Beginning with the line containing "Labeling rule: each instance of the blue motorcycle" and ending with the last line, repeat the records exactly.

━━━━━━━━━━━━━━━━━━━━━━━━━━━━━━

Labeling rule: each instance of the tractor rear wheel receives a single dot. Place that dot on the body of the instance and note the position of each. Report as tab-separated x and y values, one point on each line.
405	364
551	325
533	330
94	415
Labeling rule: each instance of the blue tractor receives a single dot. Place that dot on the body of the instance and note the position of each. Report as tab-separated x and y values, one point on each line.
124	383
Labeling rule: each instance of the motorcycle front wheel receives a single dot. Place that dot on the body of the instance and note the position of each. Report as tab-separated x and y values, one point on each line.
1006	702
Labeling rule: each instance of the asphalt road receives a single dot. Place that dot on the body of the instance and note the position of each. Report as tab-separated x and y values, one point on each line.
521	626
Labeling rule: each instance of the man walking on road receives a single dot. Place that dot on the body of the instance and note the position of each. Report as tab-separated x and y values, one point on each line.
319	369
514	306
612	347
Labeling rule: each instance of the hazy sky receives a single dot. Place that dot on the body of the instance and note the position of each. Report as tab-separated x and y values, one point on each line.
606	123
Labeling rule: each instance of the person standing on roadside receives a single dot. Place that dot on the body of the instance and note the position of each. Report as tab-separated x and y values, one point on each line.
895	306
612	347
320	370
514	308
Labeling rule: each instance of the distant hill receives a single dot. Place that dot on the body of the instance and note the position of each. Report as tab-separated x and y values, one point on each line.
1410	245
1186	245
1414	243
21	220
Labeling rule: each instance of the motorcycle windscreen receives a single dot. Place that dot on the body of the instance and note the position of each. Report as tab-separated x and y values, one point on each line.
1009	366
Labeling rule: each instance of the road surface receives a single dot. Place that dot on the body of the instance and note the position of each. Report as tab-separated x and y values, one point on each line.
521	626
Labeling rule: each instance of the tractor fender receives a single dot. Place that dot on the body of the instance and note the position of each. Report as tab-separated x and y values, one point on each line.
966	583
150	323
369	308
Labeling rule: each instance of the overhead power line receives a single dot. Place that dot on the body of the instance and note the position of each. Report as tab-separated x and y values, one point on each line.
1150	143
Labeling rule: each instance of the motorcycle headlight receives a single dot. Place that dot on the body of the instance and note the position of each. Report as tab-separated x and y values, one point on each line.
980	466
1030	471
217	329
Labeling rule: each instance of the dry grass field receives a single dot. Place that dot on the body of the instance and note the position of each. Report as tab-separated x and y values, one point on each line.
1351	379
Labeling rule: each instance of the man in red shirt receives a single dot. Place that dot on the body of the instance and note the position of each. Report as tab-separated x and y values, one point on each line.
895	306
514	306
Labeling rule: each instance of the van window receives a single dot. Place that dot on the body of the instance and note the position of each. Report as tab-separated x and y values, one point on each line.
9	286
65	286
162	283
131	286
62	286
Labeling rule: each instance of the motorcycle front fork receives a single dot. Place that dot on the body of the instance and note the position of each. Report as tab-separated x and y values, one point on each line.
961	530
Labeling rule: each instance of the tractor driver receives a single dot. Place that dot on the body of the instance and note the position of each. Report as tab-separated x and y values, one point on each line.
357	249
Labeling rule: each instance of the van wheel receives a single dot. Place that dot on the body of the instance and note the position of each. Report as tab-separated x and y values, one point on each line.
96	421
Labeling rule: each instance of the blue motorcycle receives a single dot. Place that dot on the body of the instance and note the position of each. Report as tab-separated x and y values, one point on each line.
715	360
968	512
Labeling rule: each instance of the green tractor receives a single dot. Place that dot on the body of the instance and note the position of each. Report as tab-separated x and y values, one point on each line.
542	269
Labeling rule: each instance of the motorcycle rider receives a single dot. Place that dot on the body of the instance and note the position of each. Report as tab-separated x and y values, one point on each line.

━━━━━━━━━━━━━━━━━━━━━━━━━━━━━━

• _EXERCISE OUTPUT_
Labeling rule: each instance of the blue motorcycle receives a single dot. Place that dot on the body of the instance and note the position of each. Report as tab-separated x and y values, one point on each line.
715	360
968	512
Labeling rule: each instance of the green tractor receives a single dot. Place that dot on the body of the instance and note the position of each. Report as tab-separated x and y values, one point on each line.
542	269
Labeling rule: each instance of the motorcycle rider receives a single dot. Place that dot on the body of the instance and note the position of each. Report as tab-separated x and y values, one point on each line.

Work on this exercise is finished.